• **Text excerpt**:
——————————

Algorithms in Java, Parts 1-4 (3rd Edition) (Pts.1-4)
11.5 Sort Merge Implementations
The general sort merge strategy outlined in Section 11.4 is effective in practice. In this section, we consider two improvements that can lower the costs. The first technique, replacement selection, has the same effect on the running time as does increasing the amount of internal memory that we use; the second technique, polyphase merging, has the same effect as does increasing the number of devices that we use.
In Section 11.4, we discussed the use of priority queues for P-way merging but noted that P is so small that fast algorithmic improvements are unimportant. During the initial distribution pass, however, we can make good use of fast priority queues to produce sorted runs that are longer than could fit in internal memory. The idea is to pass the (unordered) input through a large priority queue, always writing out the smallest element on the priority queue as before and always replacing it with the next element from the input, with one additional proviso: If the new element is smaller than the one output most recently, then, because it could not possibly become part of the current sorted block, we mark it as a member of the next block and treat it as greater than all elements in the current block. When a marked element makes it to the top of the priority queue, we begin a new block. Figure 11.17 depicts the method in operation.
Figure 11.17. Replacement selection
This sequence shows how we can produce the two runs A I N O R S T X and A E E G L M P, which are of length 8 and 7, respectively, from the sequence A S O R T I N G E X A M P L E using a heap of size 5.
Property 11.5
For random keys, the runs produced by replacement selection are about twice the size of the heap used.
If we were to use heapsort to produce initial runs, we would fill the memory with records, then write them out one by one, continuing until the heap is empty. Then, we would fill the memory with another batch of records and repeat the process, again and again. On the average, the heap occupies only one-half the memory during this process. By contrast, replacement selection keeps the memory filled with the same data structure, so it is not surprising that it does twice as well. The full proof of this property requires a sophisticated analysis (see reference section), although the property is easy to verify experimentally (see Exercise 11.57).
For random files, the practical effect of replacement selection is to save perhaps one merging pass: Rather than starting with sorted runs about the size of the internal memory, then taking a merging pass to produce longer runs, we can start right off with runs about twice the size of the internal memory. For P = 2, this strategy would save precisely one merging pass; for larger P, the effect is less important. However, we know that practical sorts rarely deal with random files, and, if there is some order in the keys, then using replacement selection could result in huge runs. For example, if no key has more than M larger keys before it in the file, the file will be completely sorted by the replacement-selection pass, and no merging will be necessary! This possibility is the most important practical reason to use replacement selection.
The major weakness of balanced multiway merging is that only about one-half the devices are actively in use during the merges: the P input devices and whichever device is collecting the output. An alternative is always to do (2P - 1)-way merges with all output onto device 0, then distribute the data back to the other tapes at the end of each merging pass. But this approach is not more efficient, because it effectively doubles the number of passes, for the distribution. Balanced multiway merging seems to require either an excessive number of tape units or excessive copying. Several clever algorithms have been invented that keep all the external devices busy by changing the way in which the small sorted blocks are merged together. The simplest of these methods is called polyphase merging.

——————————

• **Required work**:
a) Reproduce the part of the sort merge text that opens with the words containing "For random files, the" and closes with "use replacement selection.".
b) Write the next part of the text on sort merge implementations, picking up after its final sentence.

• **Data section**:
——————————

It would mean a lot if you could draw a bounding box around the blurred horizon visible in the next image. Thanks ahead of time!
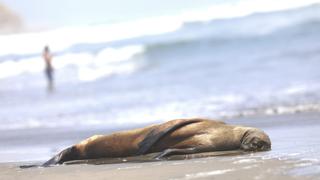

——————————

• **Answers to each task**:
a)
For random files, the practical effect of replacement selection is to save perhaps one merging pass: Rather than starting with sorted runs about the size of the internal memory, then taking a merging pass to produce longer runs, we can start right off with runs about twice the size of the internal memory. For P = 2, this strategy would save precisely one merging pass; for larger P, the effect is less important. However, we know that practical sorts rarely deal with random files, and, if there is some order in the keys, then using replacement selection could result in huge runs. For example, if no key has more than M larger keys before it in the file, the file will be completely sorted by the replacement-selection pass, and no merging will be necessary! This possibility is the most important practical reason to use replacement selection.

b)
The basic idea behind polyphase merging is to distribute the sorted blocks produced by replacement selection somewhat unevenly among the available tape units (leaving one empty) and then to apply a merge-until-empty strategy: Since the tapes being merged are of unequal length, one will run out sooner than the rest, and it then can be used as output. That is, we switch the roles of the output tape (which now has some sorted blocks on it) and the now-empty input tape, continuing the process until only one block remains. Figure 11.18 depicts an example.
Figure 11.18. Polyphase merge example
In the initial distribution phase, we put the different numbers of runs on the tapes according to a prearranged scheme, rather than keeping the numbers of runs balanced, as we did in Figure 11.15. Then, we do three-way merges at every phase until the sort is complete. There are more phases than for the balanced merge, but the phases do not involve all the data.
The merge-until-empty strategy works for an arbitrary number of tapes, as shown in Figure 11.19. The merge is broken up into many phases (not all of which involve all of the data) which involve no extra copying. Figure 11.19 shows how to compute the initial run distribution. We compute the number of runs on each device by working backward.
Figure 11.19. Run distribution for polyphase three-way merge
In the initial distribution for a polyphase three-way merge of a file 17 times the size of the internal memory, we put 7 runs on device 0, 4 runs on device 2, and 6 runs on device 3. Then, in the first phase, we merge until device 2 is empty, leaving 3 runs of size 1 on device 0, 2 runs of size 1 on device 3, and creating 4 runs of size 3 on device 1. For a file 15 times the size of the internal memory, we put 2 dummy runs on device 0 at the beginning (see Figure 11.18). The total number of blocks processed for the whole merge is 59, one fewer than for our balanced merging example (see Figure 11.16), but we use two fewer devices (see also Exercise 11.60).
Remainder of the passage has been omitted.